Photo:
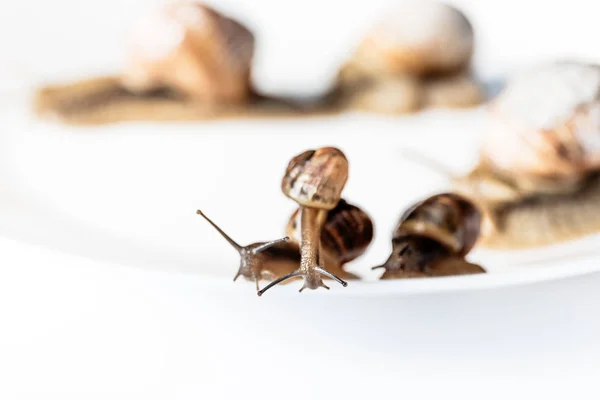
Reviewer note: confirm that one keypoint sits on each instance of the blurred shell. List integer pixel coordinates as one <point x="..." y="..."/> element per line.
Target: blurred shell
<point x="345" y="235"/>
<point x="546" y="123"/>
<point x="421" y="37"/>
<point x="449" y="219"/>
<point x="193" y="49"/>
<point x="316" y="178"/>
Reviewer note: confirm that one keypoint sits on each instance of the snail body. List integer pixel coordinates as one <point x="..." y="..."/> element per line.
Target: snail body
<point x="433" y="237"/>
<point x="537" y="178"/>
<point x="314" y="179"/>
<point x="185" y="61"/>
<point x="262" y="260"/>
<point x="345" y="235"/>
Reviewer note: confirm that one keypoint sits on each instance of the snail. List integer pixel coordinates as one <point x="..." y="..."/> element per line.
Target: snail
<point x="345" y="236"/>
<point x="538" y="176"/>
<point x="418" y="56"/>
<point x="262" y="260"/>
<point x="185" y="61"/>
<point x="315" y="180"/>
<point x="433" y="237"/>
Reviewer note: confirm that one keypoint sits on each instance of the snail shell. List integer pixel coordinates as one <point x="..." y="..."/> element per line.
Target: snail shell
<point x="419" y="38"/>
<point x="345" y="234"/>
<point x="447" y="218"/>
<point x="546" y="124"/>
<point x="417" y="56"/>
<point x="316" y="178"/>
<point x="433" y="237"/>
<point x="537" y="179"/>
<point x="193" y="49"/>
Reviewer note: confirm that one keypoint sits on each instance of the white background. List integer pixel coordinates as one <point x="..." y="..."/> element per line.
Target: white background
<point x="75" y="328"/>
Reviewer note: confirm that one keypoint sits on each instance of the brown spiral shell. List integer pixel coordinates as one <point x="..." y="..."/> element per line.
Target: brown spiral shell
<point x="545" y="125"/>
<point x="346" y="233"/>
<point x="193" y="49"/>
<point x="447" y="218"/>
<point x="316" y="178"/>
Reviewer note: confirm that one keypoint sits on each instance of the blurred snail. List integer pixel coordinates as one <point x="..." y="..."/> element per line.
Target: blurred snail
<point x="432" y="239"/>
<point x="315" y="180"/>
<point x="538" y="175"/>
<point x="185" y="61"/>
<point x="345" y="236"/>
<point x="417" y="56"/>
<point x="263" y="260"/>
<point x="537" y="181"/>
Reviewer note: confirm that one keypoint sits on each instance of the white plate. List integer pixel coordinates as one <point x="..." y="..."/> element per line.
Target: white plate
<point x="127" y="194"/>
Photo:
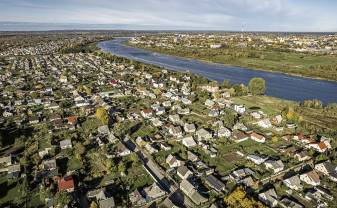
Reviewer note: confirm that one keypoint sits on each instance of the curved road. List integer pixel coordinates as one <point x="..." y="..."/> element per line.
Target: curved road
<point x="278" y="84"/>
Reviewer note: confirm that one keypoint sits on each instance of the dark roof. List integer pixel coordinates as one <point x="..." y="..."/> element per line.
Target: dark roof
<point x="215" y="183"/>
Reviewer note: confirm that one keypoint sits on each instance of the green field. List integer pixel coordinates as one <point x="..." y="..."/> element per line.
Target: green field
<point x="294" y="63"/>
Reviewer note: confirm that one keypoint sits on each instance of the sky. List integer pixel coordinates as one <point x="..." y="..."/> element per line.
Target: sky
<point x="230" y="15"/>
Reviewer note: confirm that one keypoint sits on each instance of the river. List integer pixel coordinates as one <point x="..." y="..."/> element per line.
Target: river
<point x="278" y="84"/>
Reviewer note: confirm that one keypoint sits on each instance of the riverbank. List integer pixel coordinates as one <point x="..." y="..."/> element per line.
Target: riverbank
<point x="278" y="85"/>
<point x="268" y="65"/>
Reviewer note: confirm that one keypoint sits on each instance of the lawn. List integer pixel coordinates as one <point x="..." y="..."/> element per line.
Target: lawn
<point x="10" y="191"/>
<point x="269" y="105"/>
<point x="74" y="164"/>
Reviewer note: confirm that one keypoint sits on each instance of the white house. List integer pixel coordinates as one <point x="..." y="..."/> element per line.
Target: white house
<point x="240" y="109"/>
<point x="189" y="128"/>
<point x="257" y="137"/>
<point x="256" y="159"/>
<point x="264" y="123"/>
<point x="224" y="132"/>
<point x="328" y="169"/>
<point x="269" y="197"/>
<point x="293" y="182"/>
<point x="183" y="172"/>
<point x="189" y="142"/>
<point x="275" y="165"/>
<point x="65" y="144"/>
<point x="173" y="162"/>
<point x="311" y="178"/>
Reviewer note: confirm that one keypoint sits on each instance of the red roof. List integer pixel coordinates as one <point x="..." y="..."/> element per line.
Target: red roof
<point x="72" y="120"/>
<point x="322" y="146"/>
<point x="66" y="183"/>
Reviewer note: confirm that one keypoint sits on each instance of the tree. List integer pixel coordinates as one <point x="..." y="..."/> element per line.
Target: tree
<point x="226" y="84"/>
<point x="93" y="204"/>
<point x="79" y="150"/>
<point x="121" y="167"/>
<point x="102" y="115"/>
<point x="239" y="199"/>
<point x="257" y="86"/>
<point x="62" y="198"/>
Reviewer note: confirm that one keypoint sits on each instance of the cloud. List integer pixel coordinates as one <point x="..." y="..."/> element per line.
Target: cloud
<point x="170" y="14"/>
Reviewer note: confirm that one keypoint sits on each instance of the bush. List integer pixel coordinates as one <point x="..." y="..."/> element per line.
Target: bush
<point x="257" y="86"/>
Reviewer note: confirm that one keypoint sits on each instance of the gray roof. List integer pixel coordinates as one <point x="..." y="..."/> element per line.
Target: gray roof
<point x="215" y="183"/>
<point x="107" y="203"/>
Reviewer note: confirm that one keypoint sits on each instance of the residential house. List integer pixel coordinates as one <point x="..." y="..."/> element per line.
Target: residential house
<point x="257" y="137"/>
<point x="174" y="118"/>
<point x="65" y="144"/>
<point x="190" y="191"/>
<point x="66" y="184"/>
<point x="175" y="131"/>
<point x="189" y="142"/>
<point x="183" y="172"/>
<point x="104" y="130"/>
<point x="275" y="165"/>
<point x="122" y="150"/>
<point x="209" y="103"/>
<point x="302" y="156"/>
<point x="293" y="182"/>
<point x="318" y="146"/>
<point x="203" y="134"/>
<point x="269" y="197"/>
<point x="156" y="122"/>
<point x="189" y="128"/>
<point x="256" y="159"/>
<point x="13" y="171"/>
<point x="264" y="123"/>
<point x="192" y="157"/>
<point x="239" y="136"/>
<point x="289" y="203"/>
<point x="153" y="192"/>
<point x="6" y="160"/>
<point x="173" y="161"/>
<point x="147" y="113"/>
<point x="224" y="132"/>
<point x="215" y="183"/>
<point x="136" y="198"/>
<point x="107" y="203"/>
<point x="241" y="173"/>
<point x="240" y="109"/>
<point x="311" y="178"/>
<point x="328" y="169"/>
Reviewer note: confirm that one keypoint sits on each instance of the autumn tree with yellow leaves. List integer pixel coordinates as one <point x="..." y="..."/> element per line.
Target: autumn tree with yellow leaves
<point x="239" y="199"/>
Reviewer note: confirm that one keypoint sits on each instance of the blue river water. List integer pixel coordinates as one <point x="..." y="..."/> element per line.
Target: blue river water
<point x="278" y="84"/>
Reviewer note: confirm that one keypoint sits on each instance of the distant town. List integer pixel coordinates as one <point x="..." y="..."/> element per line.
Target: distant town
<point x="80" y="127"/>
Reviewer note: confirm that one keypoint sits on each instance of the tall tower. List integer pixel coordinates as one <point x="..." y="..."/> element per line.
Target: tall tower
<point x="242" y="30"/>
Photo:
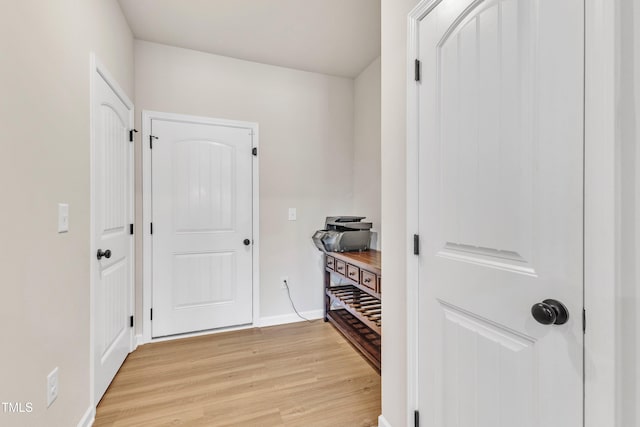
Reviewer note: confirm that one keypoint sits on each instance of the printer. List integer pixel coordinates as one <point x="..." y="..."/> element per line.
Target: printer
<point x="343" y="234"/>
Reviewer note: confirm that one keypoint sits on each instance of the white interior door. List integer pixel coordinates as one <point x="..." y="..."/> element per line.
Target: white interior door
<point x="113" y="213"/>
<point x="202" y="226"/>
<point x="500" y="212"/>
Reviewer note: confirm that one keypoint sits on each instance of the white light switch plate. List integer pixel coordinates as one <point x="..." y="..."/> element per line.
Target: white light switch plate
<point x="52" y="387"/>
<point x="63" y="217"/>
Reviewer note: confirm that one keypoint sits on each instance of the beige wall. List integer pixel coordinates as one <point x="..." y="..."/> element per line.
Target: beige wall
<point x="44" y="132"/>
<point x="394" y="246"/>
<point x="306" y="151"/>
<point x="366" y="148"/>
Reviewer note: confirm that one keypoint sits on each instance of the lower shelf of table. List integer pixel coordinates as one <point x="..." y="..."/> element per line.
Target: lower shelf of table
<point x="361" y="336"/>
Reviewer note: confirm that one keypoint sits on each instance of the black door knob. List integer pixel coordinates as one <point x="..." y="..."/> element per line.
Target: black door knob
<point x="550" y="312"/>
<point x="106" y="254"/>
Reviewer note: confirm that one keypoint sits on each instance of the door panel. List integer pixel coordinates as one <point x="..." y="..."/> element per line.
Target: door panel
<point x="113" y="212"/>
<point x="202" y="213"/>
<point x="500" y="212"/>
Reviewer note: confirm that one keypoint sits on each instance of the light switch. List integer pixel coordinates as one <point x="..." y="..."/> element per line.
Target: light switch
<point x="63" y="217"/>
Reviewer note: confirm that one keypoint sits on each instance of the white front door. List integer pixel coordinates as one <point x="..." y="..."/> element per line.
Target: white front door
<point x="202" y="226"/>
<point x="500" y="213"/>
<point x="113" y="212"/>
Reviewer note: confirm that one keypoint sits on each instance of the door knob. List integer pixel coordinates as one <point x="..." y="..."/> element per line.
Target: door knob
<point x="550" y="312"/>
<point x="106" y="254"/>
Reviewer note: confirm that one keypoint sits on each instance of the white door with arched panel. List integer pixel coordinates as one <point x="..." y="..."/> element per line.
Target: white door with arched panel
<point x="112" y="251"/>
<point x="202" y="266"/>
<point x="500" y="201"/>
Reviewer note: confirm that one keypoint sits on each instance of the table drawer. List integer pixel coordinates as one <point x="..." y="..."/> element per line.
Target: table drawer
<point x="353" y="272"/>
<point x="330" y="262"/>
<point x="368" y="279"/>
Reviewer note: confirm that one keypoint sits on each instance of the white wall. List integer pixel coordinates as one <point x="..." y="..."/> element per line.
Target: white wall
<point x="306" y="151"/>
<point x="366" y="148"/>
<point x="628" y="158"/>
<point x="394" y="246"/>
<point x="44" y="132"/>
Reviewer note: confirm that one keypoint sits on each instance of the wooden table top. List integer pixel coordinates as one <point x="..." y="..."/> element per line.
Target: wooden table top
<point x="369" y="260"/>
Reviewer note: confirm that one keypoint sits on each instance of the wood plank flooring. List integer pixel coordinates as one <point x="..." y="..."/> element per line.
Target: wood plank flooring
<point x="301" y="374"/>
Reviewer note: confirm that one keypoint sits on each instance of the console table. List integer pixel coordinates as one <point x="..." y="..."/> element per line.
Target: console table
<point x="353" y="285"/>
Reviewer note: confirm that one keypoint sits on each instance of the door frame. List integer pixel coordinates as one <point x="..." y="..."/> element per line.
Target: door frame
<point x="600" y="211"/>
<point x="147" y="242"/>
<point x="98" y="70"/>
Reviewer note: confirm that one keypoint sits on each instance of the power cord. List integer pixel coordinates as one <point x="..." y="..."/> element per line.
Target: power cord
<point x="286" y="285"/>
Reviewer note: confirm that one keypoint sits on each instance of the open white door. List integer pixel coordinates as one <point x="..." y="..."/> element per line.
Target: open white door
<point x="500" y="212"/>
<point x="112" y="190"/>
<point x="202" y="226"/>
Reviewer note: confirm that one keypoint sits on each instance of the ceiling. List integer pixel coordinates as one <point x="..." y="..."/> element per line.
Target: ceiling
<point x="336" y="37"/>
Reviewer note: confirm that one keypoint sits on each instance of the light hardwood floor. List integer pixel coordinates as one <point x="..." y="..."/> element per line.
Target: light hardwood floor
<point x="302" y="374"/>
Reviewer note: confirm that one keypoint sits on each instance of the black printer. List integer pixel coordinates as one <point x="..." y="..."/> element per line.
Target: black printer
<point x="343" y="234"/>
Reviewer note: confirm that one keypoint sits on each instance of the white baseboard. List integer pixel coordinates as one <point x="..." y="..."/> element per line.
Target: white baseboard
<point x="88" y="418"/>
<point x="288" y="318"/>
<point x="382" y="422"/>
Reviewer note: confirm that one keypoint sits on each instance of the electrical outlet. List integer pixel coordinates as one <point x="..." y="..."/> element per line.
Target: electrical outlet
<point x="52" y="386"/>
<point x="63" y="217"/>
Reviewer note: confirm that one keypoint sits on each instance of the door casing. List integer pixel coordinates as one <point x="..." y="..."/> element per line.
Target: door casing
<point x="147" y="242"/>
<point x="98" y="70"/>
<point x="600" y="211"/>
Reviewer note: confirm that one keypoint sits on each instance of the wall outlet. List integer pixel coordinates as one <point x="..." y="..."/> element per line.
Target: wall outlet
<point x="52" y="387"/>
<point x="63" y="217"/>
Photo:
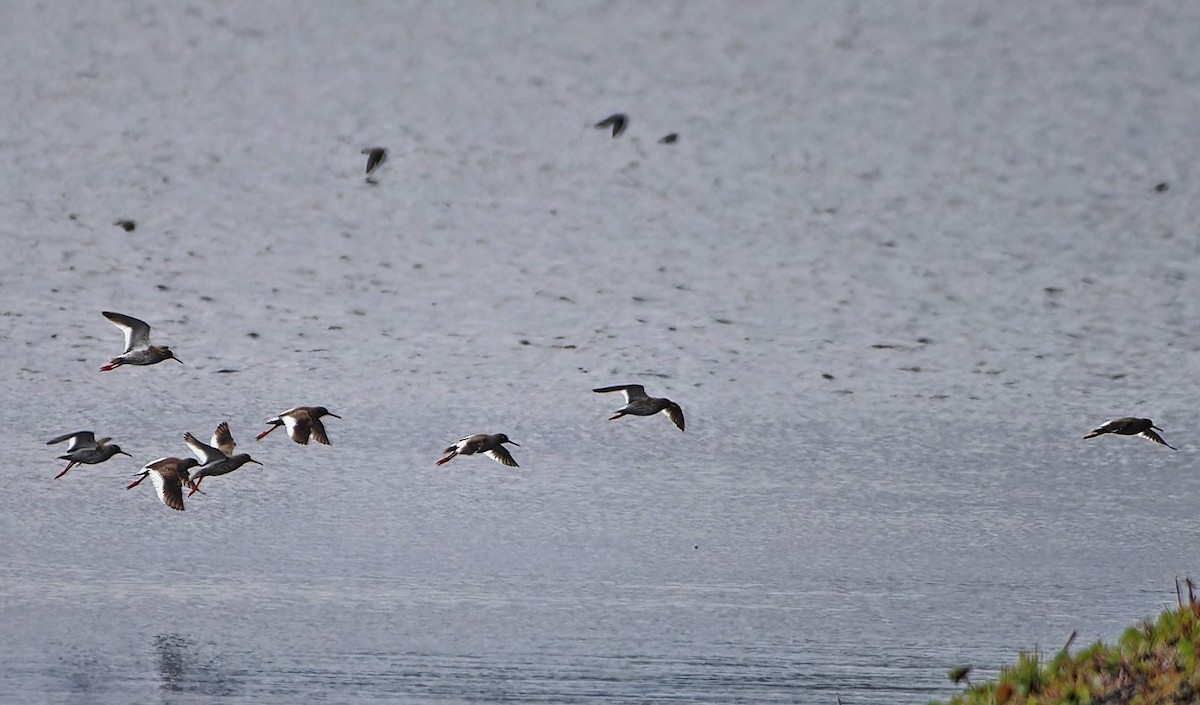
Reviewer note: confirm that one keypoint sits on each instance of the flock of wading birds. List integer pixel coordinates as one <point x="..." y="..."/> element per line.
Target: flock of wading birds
<point x="172" y="475"/>
<point x="216" y="457"/>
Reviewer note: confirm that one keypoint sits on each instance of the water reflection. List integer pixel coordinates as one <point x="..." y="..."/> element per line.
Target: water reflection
<point x="183" y="668"/>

Problem:
The entries above hold a line with "of the cloud." and a later line with "of the residential". Write out exactly those lines and all lines between, nothing more.

Written response:
Reviewer note: confirm that one keypoint sits on each instance of the cloud. List integer pixel coordinates as one <point x="..." y="..."/> element per line.
Target: cloud
<point x="170" y="14"/>
Reviewer note: confirm that one keypoint sits on each instance of the bush. List integer pixel coordinates as one <point x="..." y="..."/> element per line.
Target: bush
<point x="257" y="86"/>
Reviewer note: confirm that one keypoint sits on each instance of the gray roof. List integer pixel coordinates as one <point x="..." y="..."/> element per line.
Target: gray roof
<point x="215" y="183"/>
<point x="107" y="203"/>
Reviewer note: confirm that one keypoint sits on each instance of the residential house. List integer pixel coordinates as one <point x="..." y="..."/> element per line.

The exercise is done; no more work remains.